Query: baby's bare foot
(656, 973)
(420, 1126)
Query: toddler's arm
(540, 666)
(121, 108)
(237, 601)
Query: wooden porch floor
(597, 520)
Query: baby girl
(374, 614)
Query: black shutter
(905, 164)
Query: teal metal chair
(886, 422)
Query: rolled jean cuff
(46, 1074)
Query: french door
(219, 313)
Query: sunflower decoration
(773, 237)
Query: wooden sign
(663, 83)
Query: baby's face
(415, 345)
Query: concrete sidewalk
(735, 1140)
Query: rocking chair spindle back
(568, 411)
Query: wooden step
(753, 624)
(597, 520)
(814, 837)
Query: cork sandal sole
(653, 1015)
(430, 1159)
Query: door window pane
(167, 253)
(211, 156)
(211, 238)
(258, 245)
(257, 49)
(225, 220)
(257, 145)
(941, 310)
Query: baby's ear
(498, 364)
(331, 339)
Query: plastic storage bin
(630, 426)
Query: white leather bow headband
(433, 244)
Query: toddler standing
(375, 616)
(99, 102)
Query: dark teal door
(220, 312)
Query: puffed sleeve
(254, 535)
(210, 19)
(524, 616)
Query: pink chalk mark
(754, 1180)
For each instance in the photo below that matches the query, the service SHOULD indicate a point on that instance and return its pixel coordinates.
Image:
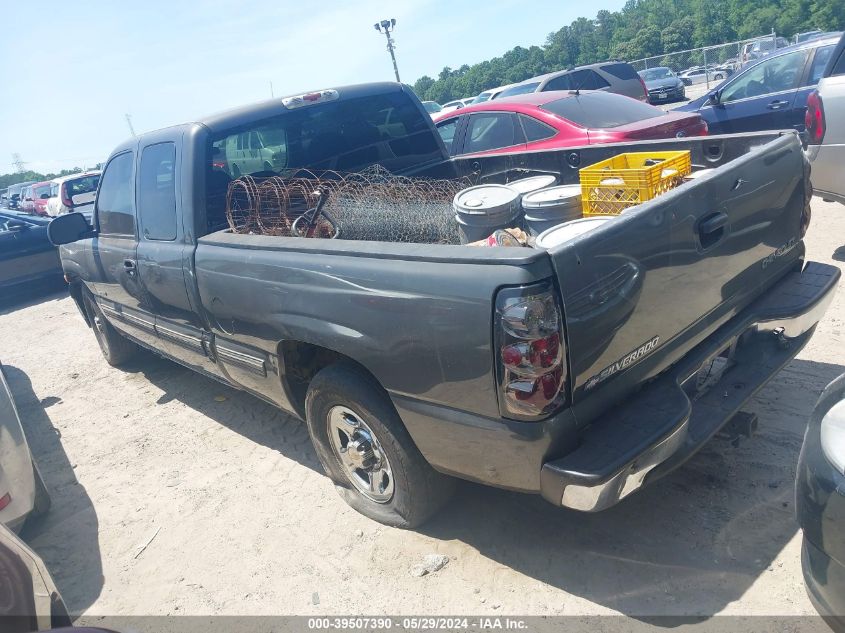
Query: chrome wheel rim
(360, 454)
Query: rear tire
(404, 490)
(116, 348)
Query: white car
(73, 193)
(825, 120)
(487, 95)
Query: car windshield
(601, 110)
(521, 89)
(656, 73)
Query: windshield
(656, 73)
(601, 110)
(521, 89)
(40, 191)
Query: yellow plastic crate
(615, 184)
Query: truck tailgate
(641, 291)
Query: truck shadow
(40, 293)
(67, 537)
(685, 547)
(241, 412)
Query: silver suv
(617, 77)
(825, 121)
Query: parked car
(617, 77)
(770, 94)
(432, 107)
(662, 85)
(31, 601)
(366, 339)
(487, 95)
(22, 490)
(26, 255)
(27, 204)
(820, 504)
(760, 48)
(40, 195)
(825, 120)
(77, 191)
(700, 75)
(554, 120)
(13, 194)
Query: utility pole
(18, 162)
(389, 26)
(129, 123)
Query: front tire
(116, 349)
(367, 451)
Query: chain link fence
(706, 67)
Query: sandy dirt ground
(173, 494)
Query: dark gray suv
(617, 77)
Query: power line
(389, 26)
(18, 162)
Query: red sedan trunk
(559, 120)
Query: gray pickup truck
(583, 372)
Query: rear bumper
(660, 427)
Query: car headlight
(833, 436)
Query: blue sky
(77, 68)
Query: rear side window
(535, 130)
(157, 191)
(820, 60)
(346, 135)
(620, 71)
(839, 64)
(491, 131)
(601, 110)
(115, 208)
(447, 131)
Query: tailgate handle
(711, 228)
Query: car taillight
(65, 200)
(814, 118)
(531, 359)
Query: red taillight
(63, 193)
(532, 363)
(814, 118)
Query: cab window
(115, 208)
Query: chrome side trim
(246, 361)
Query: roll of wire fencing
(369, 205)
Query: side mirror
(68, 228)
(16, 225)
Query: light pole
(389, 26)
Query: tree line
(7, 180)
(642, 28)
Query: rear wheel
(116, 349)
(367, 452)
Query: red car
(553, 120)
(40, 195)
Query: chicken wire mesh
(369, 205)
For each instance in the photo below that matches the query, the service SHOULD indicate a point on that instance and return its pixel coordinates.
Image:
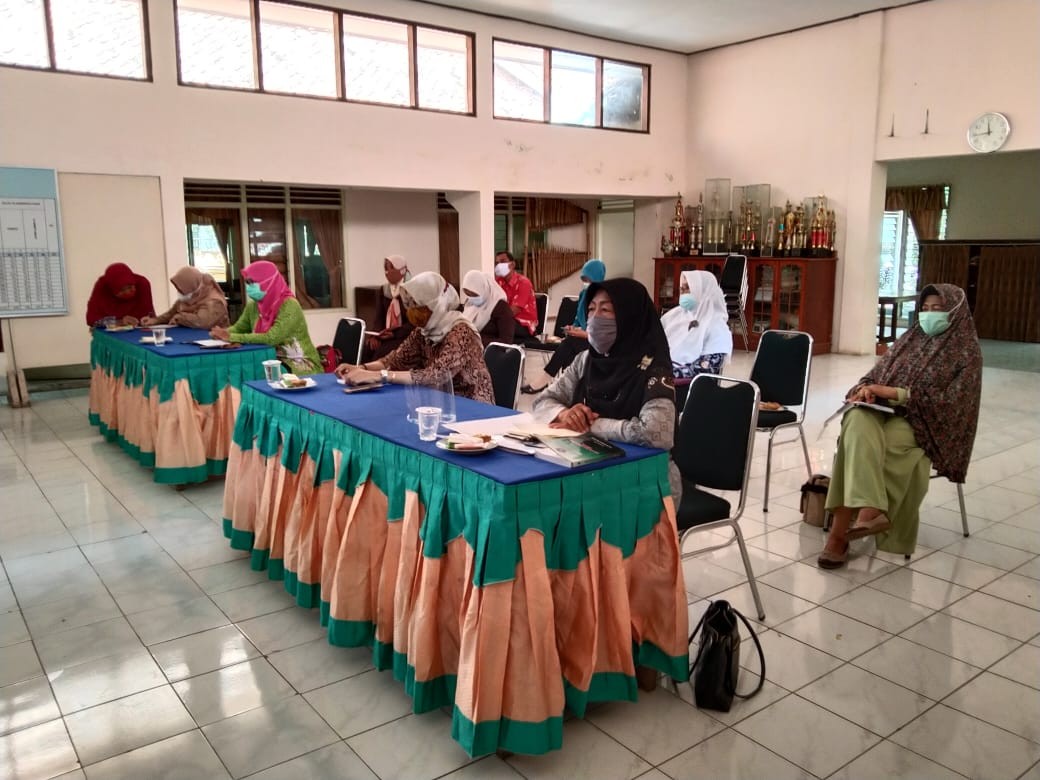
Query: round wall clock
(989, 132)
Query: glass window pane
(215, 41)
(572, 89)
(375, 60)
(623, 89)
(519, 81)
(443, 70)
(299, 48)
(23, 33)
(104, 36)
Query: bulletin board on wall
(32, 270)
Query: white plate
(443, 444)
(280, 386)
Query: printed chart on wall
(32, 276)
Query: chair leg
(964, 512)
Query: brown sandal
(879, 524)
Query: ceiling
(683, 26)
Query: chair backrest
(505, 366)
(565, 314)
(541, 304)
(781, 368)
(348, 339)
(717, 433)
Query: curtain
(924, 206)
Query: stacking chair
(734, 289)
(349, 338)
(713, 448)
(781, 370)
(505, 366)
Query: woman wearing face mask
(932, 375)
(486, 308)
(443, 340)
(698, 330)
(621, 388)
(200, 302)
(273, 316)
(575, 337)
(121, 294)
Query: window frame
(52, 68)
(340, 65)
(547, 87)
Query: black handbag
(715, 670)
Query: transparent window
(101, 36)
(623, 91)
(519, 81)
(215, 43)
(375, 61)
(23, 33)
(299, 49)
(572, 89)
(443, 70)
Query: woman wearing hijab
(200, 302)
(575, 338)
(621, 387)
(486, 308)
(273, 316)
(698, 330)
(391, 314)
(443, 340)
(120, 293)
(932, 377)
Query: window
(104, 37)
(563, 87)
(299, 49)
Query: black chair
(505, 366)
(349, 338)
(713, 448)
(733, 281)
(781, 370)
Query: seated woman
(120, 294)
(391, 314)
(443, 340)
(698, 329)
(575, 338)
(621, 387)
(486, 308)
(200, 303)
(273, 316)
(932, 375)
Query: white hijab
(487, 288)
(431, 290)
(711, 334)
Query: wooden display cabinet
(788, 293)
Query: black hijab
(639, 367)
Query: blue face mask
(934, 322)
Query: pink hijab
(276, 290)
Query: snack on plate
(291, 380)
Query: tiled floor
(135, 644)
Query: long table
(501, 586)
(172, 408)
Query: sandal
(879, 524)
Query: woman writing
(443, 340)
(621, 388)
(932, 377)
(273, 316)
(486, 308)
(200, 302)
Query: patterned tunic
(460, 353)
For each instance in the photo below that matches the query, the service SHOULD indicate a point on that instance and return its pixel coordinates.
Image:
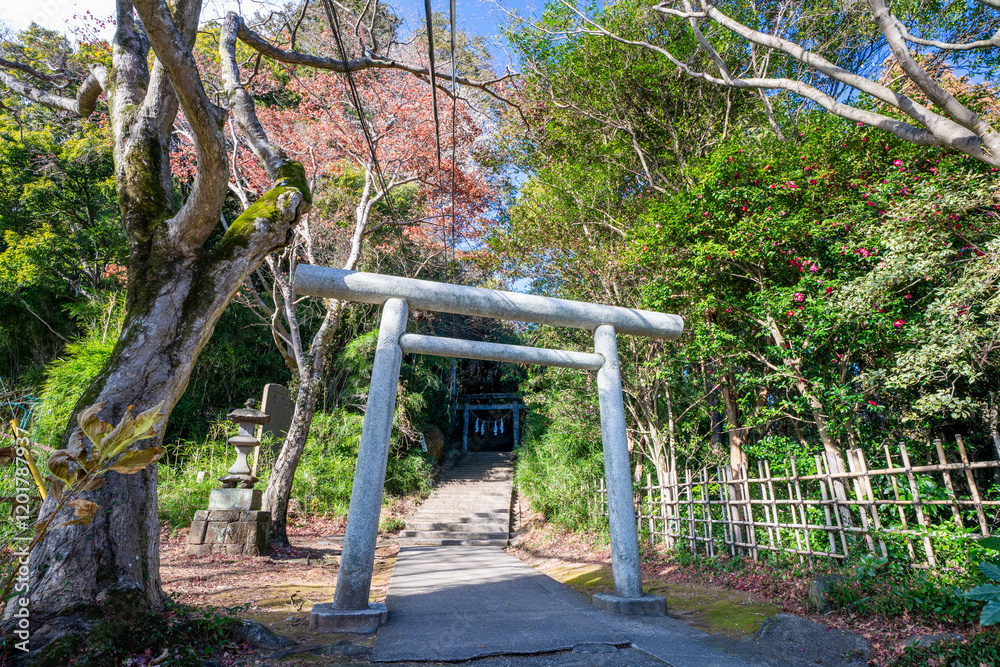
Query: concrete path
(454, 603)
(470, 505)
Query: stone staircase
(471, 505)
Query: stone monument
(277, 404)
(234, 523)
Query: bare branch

•••••

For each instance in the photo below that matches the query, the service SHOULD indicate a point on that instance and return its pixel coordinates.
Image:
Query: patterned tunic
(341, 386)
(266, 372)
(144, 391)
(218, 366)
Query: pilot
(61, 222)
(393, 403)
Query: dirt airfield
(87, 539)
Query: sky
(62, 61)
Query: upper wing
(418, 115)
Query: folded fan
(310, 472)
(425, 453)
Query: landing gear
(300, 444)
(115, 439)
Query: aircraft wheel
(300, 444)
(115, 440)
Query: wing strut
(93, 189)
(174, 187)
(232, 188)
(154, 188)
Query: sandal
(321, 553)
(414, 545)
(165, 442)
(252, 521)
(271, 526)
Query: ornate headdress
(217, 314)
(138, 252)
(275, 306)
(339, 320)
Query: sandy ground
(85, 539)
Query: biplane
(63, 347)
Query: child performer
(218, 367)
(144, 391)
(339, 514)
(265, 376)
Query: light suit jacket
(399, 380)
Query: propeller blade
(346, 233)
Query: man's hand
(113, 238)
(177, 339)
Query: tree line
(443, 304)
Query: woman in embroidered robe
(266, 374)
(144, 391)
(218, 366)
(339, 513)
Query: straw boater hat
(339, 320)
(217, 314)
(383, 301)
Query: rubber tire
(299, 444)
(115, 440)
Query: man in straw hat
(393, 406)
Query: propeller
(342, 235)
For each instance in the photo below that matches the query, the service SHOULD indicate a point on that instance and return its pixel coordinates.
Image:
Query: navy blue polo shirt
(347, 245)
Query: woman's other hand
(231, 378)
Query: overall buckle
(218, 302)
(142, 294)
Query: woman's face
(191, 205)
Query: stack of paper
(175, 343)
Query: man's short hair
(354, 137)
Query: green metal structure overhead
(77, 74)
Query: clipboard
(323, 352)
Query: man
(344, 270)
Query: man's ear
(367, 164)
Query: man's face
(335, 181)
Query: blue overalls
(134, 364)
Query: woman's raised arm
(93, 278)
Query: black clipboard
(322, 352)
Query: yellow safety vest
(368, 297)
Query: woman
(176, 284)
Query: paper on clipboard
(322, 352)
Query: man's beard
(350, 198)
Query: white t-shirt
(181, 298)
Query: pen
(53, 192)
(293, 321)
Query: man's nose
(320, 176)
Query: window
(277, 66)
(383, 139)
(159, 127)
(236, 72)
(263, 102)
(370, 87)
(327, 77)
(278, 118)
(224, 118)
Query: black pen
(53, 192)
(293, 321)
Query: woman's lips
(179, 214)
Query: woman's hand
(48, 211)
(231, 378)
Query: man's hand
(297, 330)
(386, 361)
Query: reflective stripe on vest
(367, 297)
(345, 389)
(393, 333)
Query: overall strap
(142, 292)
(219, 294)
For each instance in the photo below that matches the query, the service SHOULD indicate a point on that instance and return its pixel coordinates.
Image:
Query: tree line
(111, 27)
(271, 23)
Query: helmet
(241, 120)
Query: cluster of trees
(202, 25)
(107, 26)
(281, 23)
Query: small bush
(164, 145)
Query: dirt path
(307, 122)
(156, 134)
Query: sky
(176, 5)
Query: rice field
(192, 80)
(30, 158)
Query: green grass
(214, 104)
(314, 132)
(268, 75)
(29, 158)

•••••

** Aim of the task **
For this exercise, transcribe exactly the part of the records above that opens with the line containing "Query: black hijab" and closes with the one containing "Query: bare branch". Pictures are not part of the copy.

** Answer for this exercise **
Query: black hijab
(639, 367)
Query: blue face mask
(934, 322)
Query: pink hijab
(276, 290)
Query: snack on plate
(291, 380)
Query: tiled floor
(135, 644)
Query: long table
(501, 586)
(172, 408)
Query: sandal
(879, 524)
Query: woman writing
(443, 340)
(621, 388)
(932, 377)
(273, 316)
(486, 308)
(200, 302)
Query: patterned tunic
(460, 353)
For each instance in the photo below that matches the query, the service SHOULD indicate a point on that instance and return its pixel coordinates.
Image:
Query: concrete path
(454, 603)
(470, 505)
Query: stone staircase
(471, 505)
Query: stone monument
(277, 404)
(234, 523)
Query: bare branch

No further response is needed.